## DATA PROVIDED

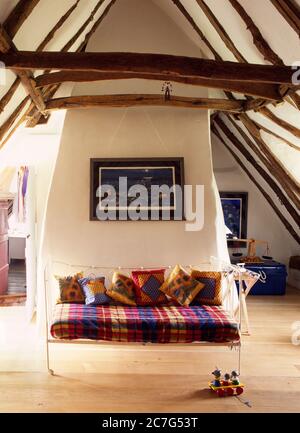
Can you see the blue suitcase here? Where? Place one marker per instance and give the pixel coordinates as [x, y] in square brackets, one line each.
[275, 274]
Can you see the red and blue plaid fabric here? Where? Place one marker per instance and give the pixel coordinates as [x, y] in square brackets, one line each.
[171, 324]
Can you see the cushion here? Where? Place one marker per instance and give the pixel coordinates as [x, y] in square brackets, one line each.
[70, 289]
[94, 290]
[181, 287]
[122, 289]
[211, 294]
[147, 285]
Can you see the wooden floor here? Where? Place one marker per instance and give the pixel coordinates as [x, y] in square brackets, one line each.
[153, 378]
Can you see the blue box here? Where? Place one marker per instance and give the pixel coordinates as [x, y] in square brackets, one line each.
[275, 282]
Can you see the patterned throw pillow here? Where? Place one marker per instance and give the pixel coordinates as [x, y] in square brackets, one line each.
[181, 287]
[122, 289]
[70, 289]
[94, 290]
[147, 285]
[211, 293]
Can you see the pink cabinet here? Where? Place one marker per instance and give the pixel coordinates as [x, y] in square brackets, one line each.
[3, 246]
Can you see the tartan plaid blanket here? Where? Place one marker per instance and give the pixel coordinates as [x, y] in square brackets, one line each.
[171, 324]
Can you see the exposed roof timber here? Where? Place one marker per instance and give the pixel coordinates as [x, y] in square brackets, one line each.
[267, 91]
[18, 15]
[26, 77]
[261, 170]
[57, 26]
[282, 218]
[79, 32]
[191, 67]
[84, 43]
[197, 29]
[5, 127]
[290, 11]
[89, 101]
[279, 137]
[221, 31]
[258, 39]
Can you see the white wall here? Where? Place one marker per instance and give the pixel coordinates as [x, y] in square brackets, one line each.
[133, 132]
[263, 223]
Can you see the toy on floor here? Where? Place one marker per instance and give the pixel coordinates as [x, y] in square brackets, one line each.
[228, 386]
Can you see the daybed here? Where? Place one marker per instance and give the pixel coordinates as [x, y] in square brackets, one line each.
[193, 324]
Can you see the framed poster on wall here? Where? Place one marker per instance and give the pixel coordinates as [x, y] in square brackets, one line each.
[235, 210]
[120, 183]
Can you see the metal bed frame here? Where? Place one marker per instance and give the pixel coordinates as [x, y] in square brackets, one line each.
[235, 271]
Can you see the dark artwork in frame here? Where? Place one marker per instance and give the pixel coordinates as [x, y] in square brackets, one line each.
[235, 210]
[145, 172]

## TASK OBJECTIVE
Only the lines from the one with "Can you see the pink" through the end of the material are wanted; copy them exactly, both ends included.

## TASK ANSWER
Can you see the pink cabinet here? Where? Place one marker per instance and give the pixel coordinates as [x, y] in square brackets, one line each.
[3, 246]
Can you see the tartan plaid blanket here? Where? Place one marker per instance and give the pixel coordinates as [x, y] in square brackets, one line each.
[171, 324]
Can you see the exposed roof timber here? Where? Place one marker per instance and give the pixel coordinates as [x, y] in square brackets, one line each.
[267, 91]
[18, 15]
[26, 77]
[261, 170]
[57, 26]
[282, 218]
[79, 32]
[191, 67]
[84, 43]
[197, 29]
[5, 127]
[290, 11]
[89, 101]
[279, 137]
[221, 31]
[258, 39]
Can you see the white wall here? Where? Place one marker per instance and give the pixel coordinates as [x, y] in square brackets, one line each.
[133, 132]
[263, 223]
Can you see the toy on floor here? Where? Place one marker per instance and give the pixel coordinates as [x, y] in square brackets, one line each.
[228, 386]
Can you see the daybed here? Where? Place one marker per instance and give the pixel coordinates as [x, y] in square brackets, one line each.
[193, 324]
Can you see the framed poster on wall here? Where? Place one marker per instance and give the pixel coordinates as [x, y] in square brackets, one line each.
[235, 210]
[120, 183]
Can you see the metal bed frame here? Where? Place one marker per instance and give the pixel coordinates as [x, y] in square brackets, one line each.
[235, 271]
Can you see the dark artwork in frame here? Where? Place one marker per instance and give the pixel coordinates as [x, y] in square brackets, one line each.
[235, 210]
[145, 172]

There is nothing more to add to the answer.